- Assignment -
All lines from the one with "x=420, y=302" through the final line below are to be reproduced exactly; omit the others.

- Data -
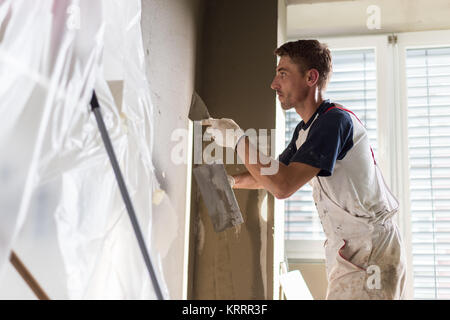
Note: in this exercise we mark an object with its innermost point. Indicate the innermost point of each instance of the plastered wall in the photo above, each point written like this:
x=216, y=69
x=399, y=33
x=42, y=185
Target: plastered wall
x=169, y=30
x=236, y=67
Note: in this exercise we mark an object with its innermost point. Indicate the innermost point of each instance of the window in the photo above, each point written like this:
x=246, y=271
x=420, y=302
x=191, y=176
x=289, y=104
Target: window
x=401, y=92
x=428, y=102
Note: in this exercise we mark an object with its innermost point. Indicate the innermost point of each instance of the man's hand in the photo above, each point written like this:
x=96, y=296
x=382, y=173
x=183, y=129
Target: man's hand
x=225, y=132
x=231, y=180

- Task result -
x=420, y=302
x=191, y=176
x=289, y=104
Target: window
x=401, y=92
x=428, y=102
Note: in this exercise we mark an object with its innermost point. Indicate the innermost point of each instance of the man's hand in the photo above, each point written like this:
x=96, y=296
x=382, y=173
x=183, y=129
Target: man's hand
x=225, y=132
x=231, y=180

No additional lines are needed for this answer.